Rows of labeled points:
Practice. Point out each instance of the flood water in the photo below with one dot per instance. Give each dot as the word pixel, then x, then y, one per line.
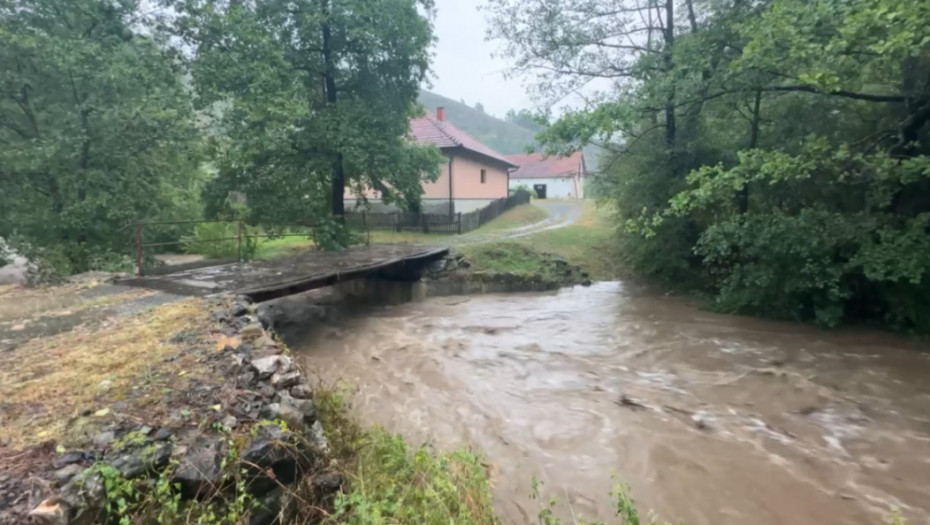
pixel 710 419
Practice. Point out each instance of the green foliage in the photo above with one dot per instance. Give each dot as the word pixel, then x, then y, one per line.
pixel 520 260
pixel 804 126
pixel 96 130
pixel 388 482
pixel 159 500
pixel 219 240
pixel 825 262
pixel 309 95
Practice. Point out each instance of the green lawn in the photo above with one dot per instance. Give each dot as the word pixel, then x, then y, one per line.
pixel 282 247
pixel 589 243
pixel 514 218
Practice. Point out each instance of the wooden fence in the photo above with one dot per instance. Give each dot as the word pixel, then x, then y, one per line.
pixel 447 223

- **Problem statement**: Quote all of the rows above word for word, leaving the pictures out.

- **Result of this exercise**:
Practice. Point out each instance of the flood water in the photo below with one dot per instance. Give each dot as the word pixel, then x, then y, one per line.
pixel 710 419
Practice. Point out each instance of the green foliage in the photo above with one dot per instance. Give each dot as the word pixel, then x, then y, one per line.
pixel 520 260
pixel 804 126
pixel 96 130
pixel 388 482
pixel 159 500
pixel 219 240
pixel 825 262
pixel 309 95
Practice. Point out each instance of the green lawn in the photo above with one dot per instance. Give each dot as the word pixel, then x, then y, one per line.
pixel 282 247
pixel 589 243
pixel 514 218
Practice. Point out each instance of the wooden fence in the photo above with one dot per instance. Give each dot as the word pixel, then x, then y, one per line.
pixel 447 223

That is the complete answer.